YOUR TASKS:
• a. Answer these questions from the article on the end of the H1N1 pandemic:
(i) In what month and year did the WHO say H1N1 was the first pandemic since 1968?
(ii) How many people worldwide are confirmed to have died from H1N1 infections?
(iii) According to the WHO, what share of the people killed by seasonal flu are frail elderly people?
• b. Can you repeat the passage of the article on the end of the H1N1 pandemic starting at "The swine flu" and ending at "expert, told reporters.", word for word?

EXCERPT TO READ:
The H1N1 pandemic is over and the global outbreak turned out to be much less severe than was feared just over a year ago, the head of the World Health Organisation (WHO) said today.
WHO director-general Margaret Chan again rebutted criticism that the United Nations agency had hyped the first pandemic in more than 40 years, whose mildness left some Western governments holding huge stockpiles of unused vaccines.
The Hong Kong public health expert said the world had been lucky the H1N1 "swine flu" virus had not mutated into a more deadly form and that a safe vaccine developed in record time remained effective against it.
"We are now moving into the post-pandemic period. The new H1N1 virus has largely run its course," Ms Chan said. "That was the right call," she said, defending the decision taken in June last year to declare a pandemic.
The swine flu virus will continue to circulate as part of seasonal influenza for years to come, requiring health authorities to remain vigilant, she told a news conference. It still threatens high-risk groups including pregnant women who would benefit from vaccination, she said.
Stockpiled H1N1 vaccines remain effective against the strain and so far the virus has not developed widespread resistance to the antiviral oseltamivir, the best treatment, she said.
The WHO's downgrading of the H1N1 outbreak to "post-pandemic" was based on recommendations by external influenza experts who conducted a review earlier in the day.
"I think even if we see severe outbreaks occurring in some countries - which is still definitely possible - that the global threat is really much lower and much different than a year ago," Keiji Fukuda, WHO's top flu expert, told reporters.
In June 2009, the WHO said a new swine flu virus, H1N1, that emerged in the United States and Mexico and spread around the world in six weeks, was the first pandemic since 1968. A full pandemic corresponds to phase 6 on the WHO's six-point scale.
Some 18,450 people worldwide are confirmed to have died from H1N1 infections, including many pregnant women and young people. But WHO says that it will take at least a year after the pandemic ends to determine the true death toll, which is likely to be much higher.
Seasonal flu kills up to an estimated 500,000 people a year, 90 per cent of them frail elderly people, according to the WHO. The 1957 and 1968 pandemics killed about two million and one million people, respectively, it says.

AVAILABLE DATA:

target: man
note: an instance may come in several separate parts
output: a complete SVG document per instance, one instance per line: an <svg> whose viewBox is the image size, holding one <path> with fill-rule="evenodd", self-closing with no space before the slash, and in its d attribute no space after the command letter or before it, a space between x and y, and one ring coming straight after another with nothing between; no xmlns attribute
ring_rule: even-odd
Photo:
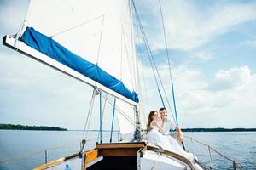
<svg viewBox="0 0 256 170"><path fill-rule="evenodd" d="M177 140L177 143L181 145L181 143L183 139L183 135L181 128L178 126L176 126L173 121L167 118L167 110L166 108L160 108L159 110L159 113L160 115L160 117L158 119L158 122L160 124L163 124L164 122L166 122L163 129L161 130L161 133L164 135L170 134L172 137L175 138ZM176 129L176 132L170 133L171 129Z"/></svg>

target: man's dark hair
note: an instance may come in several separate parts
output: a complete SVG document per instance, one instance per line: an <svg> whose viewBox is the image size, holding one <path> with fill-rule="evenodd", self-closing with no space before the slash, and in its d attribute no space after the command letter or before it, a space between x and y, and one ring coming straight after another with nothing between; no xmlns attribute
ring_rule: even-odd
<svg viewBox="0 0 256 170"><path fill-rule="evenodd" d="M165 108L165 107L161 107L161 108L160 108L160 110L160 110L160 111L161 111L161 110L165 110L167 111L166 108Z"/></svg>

* * *

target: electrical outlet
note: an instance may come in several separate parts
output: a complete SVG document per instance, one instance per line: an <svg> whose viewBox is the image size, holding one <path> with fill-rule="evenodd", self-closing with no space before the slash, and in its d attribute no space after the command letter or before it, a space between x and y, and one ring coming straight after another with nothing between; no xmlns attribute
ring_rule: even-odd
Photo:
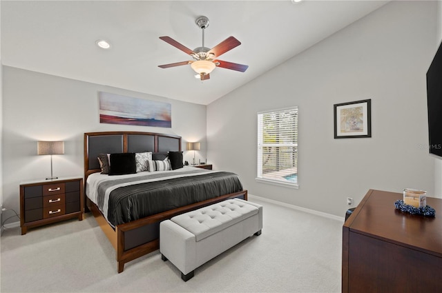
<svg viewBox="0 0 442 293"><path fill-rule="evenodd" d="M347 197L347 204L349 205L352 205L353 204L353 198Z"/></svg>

RESPONSES IN ORDER:
• a.
(i) June 2009
(ii) Some 18,450
(iii) 90 per cent

• b.
The swine flu virus will continue to circulate as part of seasonal influenza for years to come, requiring health authorities to remain vigilant, she told a news conference. It still threatens high-risk groups including pregnant women who would benefit from vaccination, she said.
Stockpiled H1N1 vaccines remain effective against the strain and so far the virus has not developed widespread resistance to the antiviral oseltamivir, the best treatment, she said.
The WHO's downgrading of the H1N1 outbreak to "post-pandemic" was based on recommendations by external influenza experts who conducted a review earlier in the day.
"I think even if we see severe outbreaks occurring in some countries - which is still definitely possible - that the global threat is really much lower and much different than a year ago," Keiji Fukuda, WHO's top flu expert, told reporters.